§ BRANO SCELTO
..............................

Sabato 18 Maggio 2024

13.09.29 05 Vienna, Zirkusgasse 37; Fritz Rubin-Bittmann davanti alla casa natale“Sono venuto al mondo in questa casa il 5 settembre 1944, nascosto nella cantina per non essere trovato dalla Gestapo. Sono vissuto così, da clandestino, fin dal giorno della nascita, separato dai miei genitori nascosti altrove, fino all’arrivo dei russi e alla caduta del Reich”. Il nostro appuntamento con Fritz Rubin-Bittman, l’ultimo ebreo nato nella Vienna nazista, è al numero 37 della Zirkusgasse, davanti alla casa dove 69 anni fa era nato, costretto alla clandestinità fin dal primo vagito.

 

L’edificio non è più quello di allora. Negli ultimi giorni di guerra era stato bombardato e sulle sue macerie negli anni ’50 fu costruito un nuovo condominio piuttosto dimesso, come se ne facevano in quegli anni in cui c’era fame di alloggi e l’estetica era una variabile indipendente della progettazione. Il corso del tempo ne ha peggiorato l’aspetto. All’angolo è stato aperto un ristorante da immigrati africani. Sull’insegna si legge “Service & Smile”. Accanto alla porta che dà alle scale c’è un locale a luci rosse che offre servizi di altro genere.

 

“I miei genitori, Josef e Sidonia – ci racconta Fritz – vivevano nella Ferdinandstrasse, non lontano da qui. Anch’essi clandestini, costretti a cambiare continuamente alloggio per non essere individuati. Quando mia madre fu in procinto di partorire, il capo condominio non volle più sapere di tenerla nascosta in casa sua. I pianti di un neonato avrebbero destato sospetti. Troppo rischioso. Così mia madre fu costretta a cercare un altro nascondiglio in cui partorire. Lo trovò qui, in Zirkusgasse, da una donna che aveva con sé un nipote appena nato. I vagiti dell’uno avrebbero coperto quelli dell’altro”.

 

In Zirkusgasse Fritz Rubin-Bittmann resta soltanto tre mesi. “La donna che mi ospitava – ricorda – non mi trattava bene. Il latte e gli alimenti che i miei genitori le portavano li riservava quasi tutti a suo nipote. Così io ero denutrito. Durante un bombardamento venne qui mio padre per prendersi cura di me e si accorse che la padrona di casa mi aveva lasciato in soffitta, mentre tutti gli altri erano scesi nel rifugio. Decise allora di portarmi via e di cercare per me un altro rifugio, dove fossi trattato meglio. Lo trovarono in Rembrandstrasse, nel ventesimo distretto. Fu la mia salvezza, perché nelle settimane successive questo edificio in Zirkusgasse fu colpito dalle bombe”.

..............................

§ ESERCIZI DA SVOLGERE
A - Traduci in inglese questa frase del brano scelto: «In Zirkusgasse Fritz Rubin-Bittmann resta soltanto tre mesi.»
B - Trascrivi dal brano scelto il passo che comincia con «13.09.29 05 Vienna, Zirkusgasse» e si conclude con «dal primo vagito.».

..............................

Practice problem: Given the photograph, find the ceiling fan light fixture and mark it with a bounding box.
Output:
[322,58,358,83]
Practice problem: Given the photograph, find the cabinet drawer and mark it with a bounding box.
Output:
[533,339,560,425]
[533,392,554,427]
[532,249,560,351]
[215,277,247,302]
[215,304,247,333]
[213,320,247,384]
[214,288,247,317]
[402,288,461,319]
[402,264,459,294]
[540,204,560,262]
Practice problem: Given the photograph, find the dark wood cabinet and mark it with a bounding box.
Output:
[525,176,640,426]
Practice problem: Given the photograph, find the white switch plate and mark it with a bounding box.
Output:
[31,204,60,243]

..............................

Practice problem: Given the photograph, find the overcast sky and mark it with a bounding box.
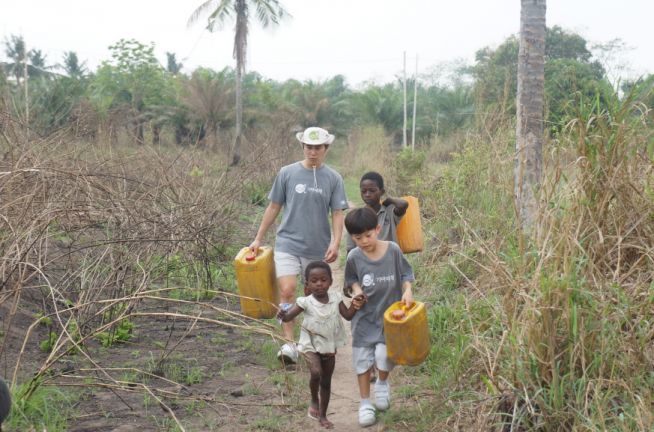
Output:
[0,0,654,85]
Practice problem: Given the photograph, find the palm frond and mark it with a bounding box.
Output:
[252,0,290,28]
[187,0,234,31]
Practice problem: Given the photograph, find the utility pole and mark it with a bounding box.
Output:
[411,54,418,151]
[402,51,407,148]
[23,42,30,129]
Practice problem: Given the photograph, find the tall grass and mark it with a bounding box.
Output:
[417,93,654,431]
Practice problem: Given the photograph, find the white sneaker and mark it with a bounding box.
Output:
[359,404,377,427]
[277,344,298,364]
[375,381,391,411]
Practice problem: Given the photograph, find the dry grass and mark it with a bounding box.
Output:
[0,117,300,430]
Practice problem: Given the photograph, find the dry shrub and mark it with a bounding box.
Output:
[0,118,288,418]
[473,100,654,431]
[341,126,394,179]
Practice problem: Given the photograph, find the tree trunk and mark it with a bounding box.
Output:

..............................

§ SOLUZIONI DEGLI ESERCIZI
A - Fritz Rubin-Bittmann stays in Zirkusgasse for only three months.

B -
13.09.29 05 Vienna, Zirkusgasse 37; Fritz Rubin-Bittmann davanti alla casa natale“Sono venuto al mondo in questa casa il 5 settembre 1944, nascosto nella cantina per non essere trovato dalla Gestapo. Sono vissuto così, da clandestino, fin dal giorno della nascita, separato dai miei genitori nascosti altrove, fino all’arrivo dei russi e alla caduta del Reich”. Il nostro appuntamento con Fritz Rubin-Bittman, l’ultimo ebreo nato nella Vienna nazista, è al numero 37 della Zirkusgasse, davanti alla casa dove 69 anni fa era nato, costretto alla clandestinità fin dal primo vagito.